◆ **Udostępniony fragment**:
----------------------------------------
Strona 172 z 538

: 23 maja 2009, 13:11
autor: kilolek
No jestem i ja.
Kiepsko się czuję od wczoraj. Dlatego nie pojechałam na ten pogrzeb i dobrze, bo pewnie zmokłabym strasznie. Podobno pod Krakowem jeszcze większe burze niż u nas.
W nocy mieliśmy apogeum. o 3 nad ranem. Ale tak nagle lunęlo, że oboje z A. wyskoczyliśmy z łóżka - równocześnie hihi i to wlaściwie sam deszcz i wichura. Pod koniec tylko trochę pogrzmiało.
A jeszcze świnka nam sie rozchorowała i wcale nie je. Byliśmy już u weterynarza. Dostała parę zastrzyków, moze jej sie polepszy. Troche głupio nam było bo przy rejestracji babka zapytała o imię świnki, a y wołamy na nia po prostu "świnka" - wtedy Kuba od razu wie o co chodzi.

: 23 maja 2009, 13:47
autor: aniawlkp86
kilolek witaj :-D
Kiepsko się czuję od wczoraj.
och ty to się masz :ico_sorki: zdróweczka kochana :ico_sorki: :ico_sorki:
głupio nam było bo przy rejestracji babka zapytała o imię świnki, a y wołamy na nia po prostu "świnka"
to sobie wyobrażam jak to śmiesznie musiało wyglądać :ico_haha_01: :ico_haha_01:

: 23 maja 2009, 15:23
autor: Janiolek
głupio nam było bo przy rejestracji babka zapytała o imię świnki, a y wołamy na nia po prostu "świnka"
my do chomika też mówimy chomik, jak mielismy 2 tygodnie temu gołębia to był Ziomuś :-D a ja dziś walcze z plamami po deserku. Glupia nie pomyslalam za wczasu ze tam jest banan i walcze - białe bluzeczki potraktowałam domestosem ale teraz zostały mi te jasne, ale mimo wszystko kolorowe i nie mam koncepcji na nie.

: 23 maja 2009, 15:40
autor: aniawlkp86
mimo wszystko kolorowe i nie mam koncepcji na nie.
a vanish do kolorów :ico_noniewiem: nic nie da?? ja takie mocniejsze plamy to nawet na noc w vanishu zostawiałam i na drugi dzień prałam i były czyściutkie :ico_brawa_01:

: 23 maja 2009, 20:13
autor: kilolek
a ja dziś walcze z plamami po deserku. Glupia nie pomyslalam za wczasu ze tam jest banan i walcze - białe bluzeczki potraktowałam domestosem ale teraz zostały mi te jasne, ale mimo wszystko kolorowe i nie mam koncepcji na nie.
----------------------------------------
Ciąg danych:
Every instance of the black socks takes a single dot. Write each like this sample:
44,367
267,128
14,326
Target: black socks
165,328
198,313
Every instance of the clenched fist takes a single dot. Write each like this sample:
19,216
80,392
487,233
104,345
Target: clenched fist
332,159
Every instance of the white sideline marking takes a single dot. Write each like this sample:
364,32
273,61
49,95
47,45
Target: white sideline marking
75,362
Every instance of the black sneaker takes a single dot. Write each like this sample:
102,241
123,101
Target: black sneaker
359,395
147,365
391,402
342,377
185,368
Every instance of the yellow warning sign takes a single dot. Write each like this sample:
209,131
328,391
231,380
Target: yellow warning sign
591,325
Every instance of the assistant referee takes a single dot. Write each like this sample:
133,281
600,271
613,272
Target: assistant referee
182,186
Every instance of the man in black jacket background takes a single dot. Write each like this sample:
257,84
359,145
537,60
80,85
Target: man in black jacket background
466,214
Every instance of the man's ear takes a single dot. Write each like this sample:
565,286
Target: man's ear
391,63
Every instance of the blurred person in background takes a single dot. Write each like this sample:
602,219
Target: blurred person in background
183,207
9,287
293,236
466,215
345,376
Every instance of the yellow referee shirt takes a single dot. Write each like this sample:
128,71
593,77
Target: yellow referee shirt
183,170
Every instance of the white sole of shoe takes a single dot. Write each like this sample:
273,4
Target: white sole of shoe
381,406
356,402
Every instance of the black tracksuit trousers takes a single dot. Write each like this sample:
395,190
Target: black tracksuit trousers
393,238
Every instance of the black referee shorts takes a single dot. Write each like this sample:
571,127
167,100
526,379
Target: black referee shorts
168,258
----------------------------------------
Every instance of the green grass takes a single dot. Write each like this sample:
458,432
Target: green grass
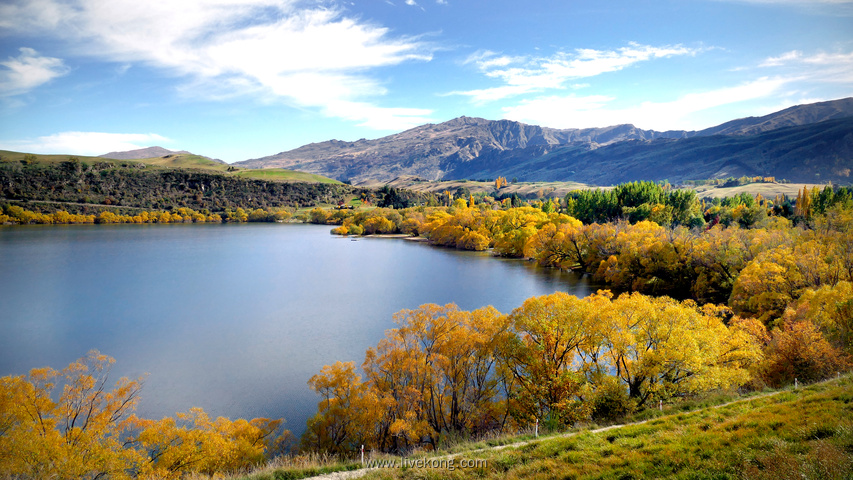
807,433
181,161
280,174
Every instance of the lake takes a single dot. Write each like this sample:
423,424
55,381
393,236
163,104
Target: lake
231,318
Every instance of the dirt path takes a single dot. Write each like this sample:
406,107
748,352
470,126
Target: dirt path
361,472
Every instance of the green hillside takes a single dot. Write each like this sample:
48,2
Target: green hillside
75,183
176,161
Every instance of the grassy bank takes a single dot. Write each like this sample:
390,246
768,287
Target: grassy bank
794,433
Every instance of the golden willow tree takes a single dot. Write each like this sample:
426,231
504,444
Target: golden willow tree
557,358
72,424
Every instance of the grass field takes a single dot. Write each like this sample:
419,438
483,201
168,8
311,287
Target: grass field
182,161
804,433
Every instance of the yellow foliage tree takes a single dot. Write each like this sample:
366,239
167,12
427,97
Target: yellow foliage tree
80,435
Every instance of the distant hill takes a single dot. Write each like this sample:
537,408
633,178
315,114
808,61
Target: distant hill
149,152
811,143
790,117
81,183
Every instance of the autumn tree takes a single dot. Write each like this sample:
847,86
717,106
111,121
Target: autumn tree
----------------------------------------
◆ **Polecenie A**:
Proszę przetłumaczyć na język angielski zdanie z wątku forum: „Byliśmy już u weterynarza.”
◆ **Polecenie B**:
Należy wymienić wszystkie różne nazwy autorów wpisów zamieszczonych w wątku forum.
◆ **Polecenie C**:
Proszę podać dalszy ciąg wątku forum, począwszy od miejsca, w którym się kończy.
Dane stanowią materiał niezależny od wątku forum.

◆ **Odpowiedź A**:
We have already been to the vet.

◆ **Odpowiedź B**:
kilolek, aniawlkp86, Janiolek

◆ **Odpowiedź C**:
ja wszystkie Kubusiowe ciuszki piorę w Dzidziusiu. Nie używam żadnych wybielaczy i ie mam żadnych problemów z plamami. Nawet jagody schodzą, a nie namaczam. Tylko z pieluch tetrowych nic nie schodzi mimo gotowania. :ico_noniewiem:

: 23 maja 2009, 21:55
autor: Janiolek
teraz to po zawodach...pralka zepsuta...no jakąś zaraze pralkowa chyba roznosze...kilolek, banana sprzed tygodnia tez spiera??

: 23 maja 2009, 23:10
autor: aniawlkp86
wszystkie Kubusiowe ciuszki piorę w Dzidziusiu.
ja też :ico_brawa_01: :ico_brawa_01: ale czasem mi nie dopierał to musiałam parę razy vanisha użyć :ico_sorki:
a pieluchy namaczałam w ace na kilka minut a potem do pralki pranie na 90 stopni,ze 2 razy tak robiłam żeby te plamiska poschodziły :ico_sorki:

: 24 maja 2009, 13:20
autor: kilolek
kilolek, banana sprzed tygodnia tez spiera??
nigdy nie miaąłm problemów z bananem.
A ace czy vanisha i tak nie moge używać, bo Kuba ma uczulenie.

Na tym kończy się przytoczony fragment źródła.